Text excerpt
(begin)

In FIGS. 1A, 1B a preferred embodiment of a drill bit 11 is shown in accordance with the features of this invention. Bit 11 is comprised of a shaft 13 and a drill crown 15 in which a plurality of cutting elements 17 are mounted in a plurality of recesses 19. Conventionally designed water ways 21 and a fluid port 23 are provided longitudinally of the bit 11. Crown 15 may be comprised, for example, of a conventional hard matrix material such as infiltrated tungsten carbide or steel.
FIGS. 2A, 2B illustrate in an enlarged view of one of the cutting elements 17 of bit 11 shown in FIGS. 1A, 1B. Cutting element 17 is comprised of an elongated cemented carbide stud 31 and a composite compact 33 bonded to the stud 31 along an interface 35. The bond formed at interface 35 between compact 33 and stud 31 may be formed by conventional brazing techniques. A preferred method for forming this bond is disclosed in the aforementioned U.S. patent application Ser. No. 796,635; the disclosure of which is hereby incorporated by reference herein. Briefly, this method comprises individually precoating the composite compact 33 and stud 31 with a silver base alloy by submersion in a molten bath of the alloy and then heating compact 33 and stud 31 in a furnace to form a bond therebetween. A preferred silver base alloy is BAG-1 (ASW-ASTM classification).
The cutting elements 17 are preferably disposed in crown 15 such that compact 33 engages a workpiece (e.g., rock surface) at a negative rake angle of between -10° and -25°. This preferred disposition is described in detail in the aforementioned U.S. patent application Ser. No. 746,044, the disclosure of which is hereby incorporated by reference herein.
Composite compact 33 is preferably comprised of a mass of diamond 38 and a cemented carbide mass 37 bonded under high pressure/high temperature (HP/HT) along an interface 36 in accordance with the teaching of U.S. Pat. No. 3,745,623. Alternatively and less preferred, compact 33 is comprised of hard phase boron nitride (i.e., cubic boron nitride (CNB) and/or wurtzitic boron nitride (WBN) in accordance with the teaching of U.S. Pat. No. 3,743,489. (This patent discloses only CBN; however, WBN may be directly substituted in whole or in part for CBN.)

(end)

Goal 1
Rewrite the paragraph of the drill bit text beginning "FIGS. 2A, 2B illustrate" as a short bulleted list that keeps its main facts.
Goal 2
Pull out everything in the drill bit text from "In FIGS. 1A, 1B a" down to "carbide or steel.", word for word.
The data that follow are separate material, unrelated to the drill bit text.

Recorded data
(begin)

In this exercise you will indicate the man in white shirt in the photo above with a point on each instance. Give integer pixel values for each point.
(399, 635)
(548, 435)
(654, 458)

(end)

Exercise result 1
- FIGS. 2A and 2B give an enlarged view of one cutting element 17 of bit 11.
- Cutting element 17 consists of an elongated cemented carbide stud 31 and a composite compact 33, bonded together along interface 35.
- The bond may be formed by conventional brazing. A preferred method is disclosed in U.S. patent application Ser. No. 796,635.
- In that method, compact 33 and stud 31 are each precoated with a silver base alloy by submersion in a molten bath. They are then heated in a furnace to bond.
- The preferred alloy is BAG-1 (ASW-ASTM classification).

Exercise result 2
In FIGS. 1A, 1B a preferred embodiment of a drill bit 11 is shown in accordance with the features of this invention. Bit 11 is comprised of a shaft 13 and a drill crown 15 in which a plurality of cutting elements 17 are mounted in a plurality of recesses 19. Conventionally designed water ways 21 and a fluid port 23 are provided longitudinally of the bit 11. Crown 15 may be comprised, for example, of a conventional hard matrix material such as infiltrated tungsten carbide or steel.